YOUR INSTRUCTIONS
Format each line of the records below as one string in a JSON list, in order and leaving out blank lines.

# Start of RECORD EXTRACTS

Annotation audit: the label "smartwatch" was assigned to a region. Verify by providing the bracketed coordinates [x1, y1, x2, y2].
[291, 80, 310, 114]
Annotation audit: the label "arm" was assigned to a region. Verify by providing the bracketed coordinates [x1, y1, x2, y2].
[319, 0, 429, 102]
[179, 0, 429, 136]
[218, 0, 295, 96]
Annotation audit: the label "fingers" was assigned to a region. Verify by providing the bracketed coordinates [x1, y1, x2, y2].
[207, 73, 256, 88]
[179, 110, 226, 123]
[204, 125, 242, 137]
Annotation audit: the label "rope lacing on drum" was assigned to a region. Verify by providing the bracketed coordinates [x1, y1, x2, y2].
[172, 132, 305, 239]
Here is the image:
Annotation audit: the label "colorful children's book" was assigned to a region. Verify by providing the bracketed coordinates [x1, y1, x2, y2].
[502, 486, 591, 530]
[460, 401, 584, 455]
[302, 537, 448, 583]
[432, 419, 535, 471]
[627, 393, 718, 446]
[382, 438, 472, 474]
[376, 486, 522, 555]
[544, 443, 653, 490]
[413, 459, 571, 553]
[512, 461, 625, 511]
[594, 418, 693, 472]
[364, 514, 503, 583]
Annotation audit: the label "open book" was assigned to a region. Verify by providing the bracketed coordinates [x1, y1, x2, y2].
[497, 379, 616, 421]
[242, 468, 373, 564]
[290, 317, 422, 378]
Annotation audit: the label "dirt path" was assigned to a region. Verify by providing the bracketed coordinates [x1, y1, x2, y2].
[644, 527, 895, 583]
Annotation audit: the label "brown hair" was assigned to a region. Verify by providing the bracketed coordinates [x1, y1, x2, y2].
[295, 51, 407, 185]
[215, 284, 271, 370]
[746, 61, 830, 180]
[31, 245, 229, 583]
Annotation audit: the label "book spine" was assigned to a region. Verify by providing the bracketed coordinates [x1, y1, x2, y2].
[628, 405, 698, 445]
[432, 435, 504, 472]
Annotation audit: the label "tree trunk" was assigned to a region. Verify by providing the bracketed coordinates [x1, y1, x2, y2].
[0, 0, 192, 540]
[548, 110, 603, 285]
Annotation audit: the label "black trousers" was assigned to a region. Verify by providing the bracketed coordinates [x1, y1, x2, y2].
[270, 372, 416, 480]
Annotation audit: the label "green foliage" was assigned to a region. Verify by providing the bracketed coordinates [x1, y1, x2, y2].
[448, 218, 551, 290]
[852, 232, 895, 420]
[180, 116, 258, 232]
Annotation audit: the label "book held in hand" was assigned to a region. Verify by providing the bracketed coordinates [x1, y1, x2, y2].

# End of RECORD EXTRACTS

RIGHT ANSWER
[
  "Annotation audit: the label \"smartwatch\" was assigned to a region. Verify by providing the bracketed coordinates [x1, y1, x2, y2].",
  "[291, 80, 310, 114]",
  "Annotation audit: the label \"arm\" was assigned to a region. Verify by providing the bracketed coordinates [x1, y1, x2, y2].",
  "[319, 0, 429, 102]",
  "[179, 0, 429, 136]",
  "[218, 0, 295, 96]",
  "Annotation audit: the label \"fingers\" was assigned to a region. Verify by providing the bracketed coordinates [x1, y1, x2, y2].",
  "[207, 73, 256, 88]",
  "[179, 110, 226, 123]",
  "[204, 125, 242, 137]",
  "Annotation audit: the label \"rope lacing on drum\" was assigned to a region. Verify by providing the bracketed coordinates [x1, y1, x2, y2].",
  "[172, 132, 305, 239]",
  "Here is the image:",
  "Annotation audit: the label \"colorful children's book\" was assigned to a region. Verify by providing the bracketed coordinates [x1, y1, x2, y2].",
  "[502, 486, 591, 530]",
  "[460, 401, 584, 455]",
  "[302, 537, 448, 583]",
  "[432, 419, 535, 471]",
  "[627, 393, 718, 446]",
  "[382, 438, 472, 474]",
  "[376, 486, 522, 555]",
  "[544, 443, 653, 490]",
  "[413, 459, 571, 553]",
  "[512, 461, 625, 511]",
  "[594, 418, 693, 472]",
  "[364, 514, 503, 583]",
  "Annotation audit: the label \"open book\" was assigned to a region. Verify by providing the bracketed coordinates [x1, y1, x2, y2].",
  "[497, 379, 616, 421]",
  "[242, 468, 373, 564]",
  "[290, 317, 422, 378]",
  "Annotation audit: the label \"dirt path\" was assigned to a region. Verify by providing the bracketed coordinates [x1, y1, x2, y2].",
  "[644, 527, 895, 583]",
  "Annotation audit: the label \"brown hair\" was assigned to a region. Verify by providing the bracketed coordinates [x1, y1, x2, y2].",
  "[295, 51, 407, 185]",
  "[215, 284, 271, 370]",
  "[746, 61, 830, 180]",
  "[31, 245, 229, 583]",
  "Annotation audit: the label \"book spine\" was assigned to a region. Verify by providing the bracketed coordinates [x1, y1, x2, y2].",
  "[628, 405, 698, 445]",
  "[432, 435, 504, 472]",
  "Annotation audit: the label \"tree trunk\" was assigned to a region. Verify by providing the bracketed coordinates [x1, y1, x2, y2].",
  "[0, 0, 192, 540]",
  "[548, 110, 603, 285]",
  "Annotation audit: the label \"black trousers\" was assigned to a region. Verify by providing the bracketed coordinates [x1, y1, x2, y2].",
  "[270, 372, 416, 480]",
  "Annotation audit: the label \"green foliage\" was assigned to a region. Verify by providing the bracketed coordinates [x1, y1, x2, y2].",
  "[448, 218, 551, 290]",
  "[852, 232, 895, 420]",
  "[180, 116, 258, 232]",
  "Annotation audit: the label \"book held in hand\" was assigned to a region. Verify by providing the bracketed coordinates [x1, y1, x2, y2]."
]